About this exercise:
Would you reproduce each of the records below precisely, with the pictures left out?
━━━ Source material ━━━
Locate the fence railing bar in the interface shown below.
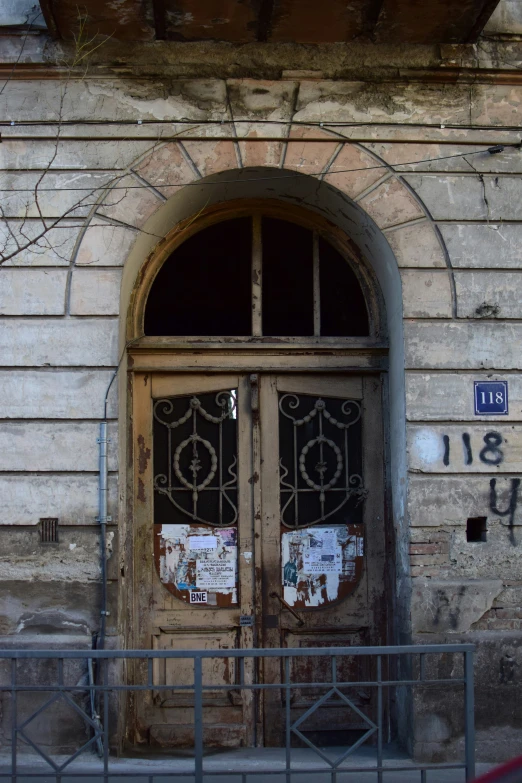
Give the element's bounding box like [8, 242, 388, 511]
[0, 763, 469, 777]
[0, 644, 475, 659]
[103, 658, 109, 783]
[290, 727, 335, 767]
[464, 649, 475, 782]
[377, 654, 383, 783]
[194, 656, 203, 783]
[56, 733, 103, 772]
[15, 730, 59, 771]
[10, 659, 16, 783]
[285, 656, 291, 783]
[88, 657, 104, 758]
[59, 691, 103, 732]
[16, 693, 62, 731]
[332, 725, 378, 768]
[291, 687, 337, 738]
[0, 677, 467, 694]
━━━
Solution for this exercise:
Locate the fence railing bar in the interface shown below.
Give the element's bounding box like [8, 242, 388, 511]
[0, 763, 469, 777]
[0, 644, 475, 659]
[103, 658, 109, 783]
[290, 727, 335, 767]
[464, 649, 475, 782]
[377, 654, 383, 783]
[194, 656, 203, 783]
[56, 733, 103, 772]
[15, 730, 59, 771]
[10, 659, 16, 783]
[285, 656, 291, 783]
[88, 657, 104, 758]
[59, 691, 103, 732]
[16, 693, 62, 731]
[332, 725, 378, 768]
[291, 687, 337, 738]
[0, 677, 467, 694]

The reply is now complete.